• **YOUR OBJECTIVE**: Repeat each line exactly, leaving nothing out.

• **RECORD EXTRACTS**:

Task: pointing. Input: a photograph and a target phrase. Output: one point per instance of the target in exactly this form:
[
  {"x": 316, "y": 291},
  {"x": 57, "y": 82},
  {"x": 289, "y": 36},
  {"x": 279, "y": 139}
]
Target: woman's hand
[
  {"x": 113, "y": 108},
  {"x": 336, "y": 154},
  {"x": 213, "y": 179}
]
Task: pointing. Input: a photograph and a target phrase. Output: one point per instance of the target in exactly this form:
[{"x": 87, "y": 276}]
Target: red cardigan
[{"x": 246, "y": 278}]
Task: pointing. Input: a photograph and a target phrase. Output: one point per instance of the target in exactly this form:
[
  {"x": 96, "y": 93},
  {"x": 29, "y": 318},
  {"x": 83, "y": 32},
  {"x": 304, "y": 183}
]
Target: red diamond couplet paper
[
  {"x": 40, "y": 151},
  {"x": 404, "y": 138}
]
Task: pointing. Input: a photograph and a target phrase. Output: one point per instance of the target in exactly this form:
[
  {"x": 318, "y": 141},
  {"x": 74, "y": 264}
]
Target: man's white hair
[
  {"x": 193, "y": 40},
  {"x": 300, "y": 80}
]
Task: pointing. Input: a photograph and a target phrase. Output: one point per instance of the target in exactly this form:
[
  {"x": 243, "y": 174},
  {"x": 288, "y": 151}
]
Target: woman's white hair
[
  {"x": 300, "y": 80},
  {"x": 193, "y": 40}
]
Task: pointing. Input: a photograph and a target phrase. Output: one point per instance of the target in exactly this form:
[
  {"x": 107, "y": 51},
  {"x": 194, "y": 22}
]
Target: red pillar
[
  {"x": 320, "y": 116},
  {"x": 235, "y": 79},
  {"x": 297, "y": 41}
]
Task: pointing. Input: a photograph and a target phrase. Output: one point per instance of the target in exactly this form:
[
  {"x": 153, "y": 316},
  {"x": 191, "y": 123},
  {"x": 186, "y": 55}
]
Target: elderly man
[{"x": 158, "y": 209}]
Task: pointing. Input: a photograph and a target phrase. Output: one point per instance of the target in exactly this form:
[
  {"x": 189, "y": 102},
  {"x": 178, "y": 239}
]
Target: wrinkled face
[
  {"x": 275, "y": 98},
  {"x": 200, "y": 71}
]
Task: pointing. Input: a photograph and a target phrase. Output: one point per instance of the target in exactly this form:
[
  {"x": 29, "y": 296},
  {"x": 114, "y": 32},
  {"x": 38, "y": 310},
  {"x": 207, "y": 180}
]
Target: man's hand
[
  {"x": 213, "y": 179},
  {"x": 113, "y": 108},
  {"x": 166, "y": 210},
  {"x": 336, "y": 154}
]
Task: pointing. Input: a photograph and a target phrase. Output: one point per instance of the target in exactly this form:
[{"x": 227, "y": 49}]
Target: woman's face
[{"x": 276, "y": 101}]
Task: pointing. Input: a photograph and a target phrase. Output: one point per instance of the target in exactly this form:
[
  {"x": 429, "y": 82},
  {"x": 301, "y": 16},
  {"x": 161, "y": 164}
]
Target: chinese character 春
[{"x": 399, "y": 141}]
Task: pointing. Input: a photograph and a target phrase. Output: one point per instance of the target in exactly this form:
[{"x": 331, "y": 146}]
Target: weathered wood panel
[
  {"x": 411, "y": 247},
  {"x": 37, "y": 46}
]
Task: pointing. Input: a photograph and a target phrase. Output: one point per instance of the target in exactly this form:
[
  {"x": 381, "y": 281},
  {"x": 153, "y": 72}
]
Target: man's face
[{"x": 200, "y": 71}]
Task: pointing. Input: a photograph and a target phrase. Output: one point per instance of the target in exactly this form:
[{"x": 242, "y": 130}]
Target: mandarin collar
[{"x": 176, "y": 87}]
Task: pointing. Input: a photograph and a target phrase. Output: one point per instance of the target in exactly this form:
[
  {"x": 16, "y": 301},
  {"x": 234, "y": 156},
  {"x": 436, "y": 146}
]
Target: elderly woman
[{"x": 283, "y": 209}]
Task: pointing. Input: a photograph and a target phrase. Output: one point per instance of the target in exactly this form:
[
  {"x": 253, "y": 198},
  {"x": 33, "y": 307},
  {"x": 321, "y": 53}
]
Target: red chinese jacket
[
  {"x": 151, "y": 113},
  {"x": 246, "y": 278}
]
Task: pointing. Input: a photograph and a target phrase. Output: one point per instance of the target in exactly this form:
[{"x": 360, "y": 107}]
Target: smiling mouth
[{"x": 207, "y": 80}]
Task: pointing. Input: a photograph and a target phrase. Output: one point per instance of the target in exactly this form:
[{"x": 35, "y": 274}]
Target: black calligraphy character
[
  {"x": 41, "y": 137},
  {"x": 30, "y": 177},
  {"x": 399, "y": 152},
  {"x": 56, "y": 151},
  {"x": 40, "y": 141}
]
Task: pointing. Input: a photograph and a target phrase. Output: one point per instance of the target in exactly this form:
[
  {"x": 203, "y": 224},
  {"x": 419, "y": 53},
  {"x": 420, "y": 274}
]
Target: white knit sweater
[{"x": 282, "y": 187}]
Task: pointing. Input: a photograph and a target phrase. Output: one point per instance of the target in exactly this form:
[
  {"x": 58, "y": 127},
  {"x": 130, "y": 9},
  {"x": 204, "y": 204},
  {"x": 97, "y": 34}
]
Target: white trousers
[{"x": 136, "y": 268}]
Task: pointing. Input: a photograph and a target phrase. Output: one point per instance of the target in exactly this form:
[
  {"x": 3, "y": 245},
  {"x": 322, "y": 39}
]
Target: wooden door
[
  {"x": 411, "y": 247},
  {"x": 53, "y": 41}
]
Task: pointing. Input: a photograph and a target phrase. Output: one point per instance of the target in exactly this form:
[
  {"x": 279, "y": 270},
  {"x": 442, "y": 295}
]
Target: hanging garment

• **RIGHT ANSWER**:
Task: pointing. Input: a photograph and a target phrase. Output: one point per instance of the target in exactly this form:
[
  {"x": 316, "y": 291},
  {"x": 57, "y": 82},
  {"x": 289, "y": 36},
  {"x": 279, "y": 139}
]
Target: woman's hand
[
  {"x": 113, "y": 108},
  {"x": 336, "y": 154},
  {"x": 213, "y": 179}
]
Task: pointing. Input: a photograph and a target phrase. Output: one point per instance of the target in exactly this form:
[{"x": 87, "y": 276}]
Target: red cardigan
[{"x": 246, "y": 278}]
Task: pointing. Input: a photograph and a target phrase. Output: one point per instance of the target in exactly this form:
[
  {"x": 96, "y": 93},
  {"x": 29, "y": 318},
  {"x": 83, "y": 32},
  {"x": 304, "y": 183}
]
Target: red diamond couplet paper
[
  {"x": 40, "y": 151},
  {"x": 404, "y": 138}
]
Task: pointing. Input: a photograph and a target phrase. Output: one point per instance of the target in exactly this form:
[
  {"x": 318, "y": 141},
  {"x": 74, "y": 264}
]
Target: man's white hair
[
  {"x": 193, "y": 40},
  {"x": 300, "y": 80}
]
Task: pointing. Input: a photograph and a target phrase. Output: one point per instance of the target in exactly this form:
[
  {"x": 243, "y": 174},
  {"x": 288, "y": 151}
]
Target: woman's white hair
[
  {"x": 300, "y": 80},
  {"x": 193, "y": 40}
]
Task: pointing. Input: a photograph and a target phrase. Output: one point per instance of the target in exactly this form:
[
  {"x": 107, "y": 51},
  {"x": 194, "y": 22}
]
Target: red pillar
[
  {"x": 320, "y": 116},
  {"x": 235, "y": 79},
  {"x": 297, "y": 41}
]
Task: pointing. Input: a photograph and a target phrase. Output: one point per instance of the target in exactly this form:
[
  {"x": 153, "y": 316},
  {"x": 191, "y": 123},
  {"x": 186, "y": 55}
]
Target: elderly man
[{"x": 158, "y": 209}]
Task: pointing. Input: a photograph and a target phrase. Output: one point per instance of the target in exactly this form:
[
  {"x": 189, "y": 102},
  {"x": 178, "y": 239}
]
Target: wrinkled face
[
  {"x": 275, "y": 98},
  {"x": 200, "y": 71}
]
Task: pointing. Input: a photograph and a target phrase. Output: one point per instance of the target in exactly this form:
[
  {"x": 29, "y": 296},
  {"x": 114, "y": 32},
  {"x": 38, "y": 310},
  {"x": 207, "y": 180}
]
Target: man's hand
[
  {"x": 213, "y": 179},
  {"x": 113, "y": 108},
  {"x": 166, "y": 210},
  {"x": 336, "y": 154}
]
Task: pointing. Input: a photograph and a target phrase. Output: one point per instance of the target in exactly this form:
[{"x": 227, "y": 49}]
Target: woman's face
[{"x": 276, "y": 101}]
Task: pointing. Input: a photograph and a target phrase. Output: one point per instance of the target in exactly this form:
[
  {"x": 429, "y": 82},
  {"x": 301, "y": 16},
  {"x": 161, "y": 164}
]
Target: chinese character 春
[{"x": 399, "y": 141}]
Task: pointing. Input: a photograph and a target phrase. Output: one point per instance of the target in exactly this form:
[{"x": 331, "y": 146}]
Target: weathered wood panel
[
  {"x": 411, "y": 247},
  {"x": 37, "y": 46}
]
Task: pointing. Input: a photograph and a target phrase. Output: one point per instance of the target in exactly this form:
[
  {"x": 381, "y": 281},
  {"x": 153, "y": 72}
]
Target: man's face
[{"x": 200, "y": 71}]
Task: pointing. Input: a photograph and a target phrase. Output: one point per instance of the target in exactly this form:
[{"x": 242, "y": 130}]
Target: mandarin collar
[{"x": 176, "y": 87}]
Task: pointing. Input: a photograph and a target phrase. Output: one point per instance of the target in exactly this form:
[
  {"x": 16, "y": 301},
  {"x": 234, "y": 156},
  {"x": 436, "y": 146}
]
Target: elderly woman
[{"x": 283, "y": 209}]
Task: pointing. Input: a photograph and a target phrase. Output: one point per instance of the target in exactly this form:
[
  {"x": 253, "y": 198},
  {"x": 33, "y": 307},
  {"x": 321, "y": 53}
]
Target: red chinese jacket
[
  {"x": 151, "y": 113},
  {"x": 246, "y": 278}
]
Task: pointing. Input: a photograph and a target phrase. Output: one point per instance of the target in exactly this form:
[{"x": 360, "y": 107}]
Target: smiling mouth
[{"x": 207, "y": 80}]
Task: pointing. Input: a photograph and a target phrase. Output: one point per instance of the target in exactly this form:
[{"x": 35, "y": 274}]
Target: black calligraphy character
[
  {"x": 41, "y": 137},
  {"x": 30, "y": 177},
  {"x": 399, "y": 152},
  {"x": 56, "y": 151},
  {"x": 40, "y": 141}
]
Task: pointing. Input: a photograph and a target phrase. Output: one point per instance of the target in exactly this form:
[
  {"x": 203, "y": 224},
  {"x": 419, "y": 53},
  {"x": 420, "y": 274}
]
Target: white knit sweater
[{"x": 282, "y": 187}]
Task: pointing. Input: a photograph and a target phrase. Output: one point per instance of the target in exactly this form:
[
  {"x": 58, "y": 127},
  {"x": 130, "y": 9},
  {"x": 204, "y": 204},
  {"x": 97, "y": 34}
]
Target: white trousers
[{"x": 136, "y": 268}]
Task: pointing. Input: a photograph and a target phrase. Output: one point per instance of the target in exactly this form:
[
  {"x": 3, "y": 245},
  {"x": 322, "y": 39}
]
Target: wooden door
[
  {"x": 411, "y": 247},
  {"x": 53, "y": 41}
]
Task: pointing. Input: a photograph and a target phrase. Output: one point per instance of the target in exactly this form:
[
  {"x": 279, "y": 270},
  {"x": 442, "y": 295}
]
Target: hanging garment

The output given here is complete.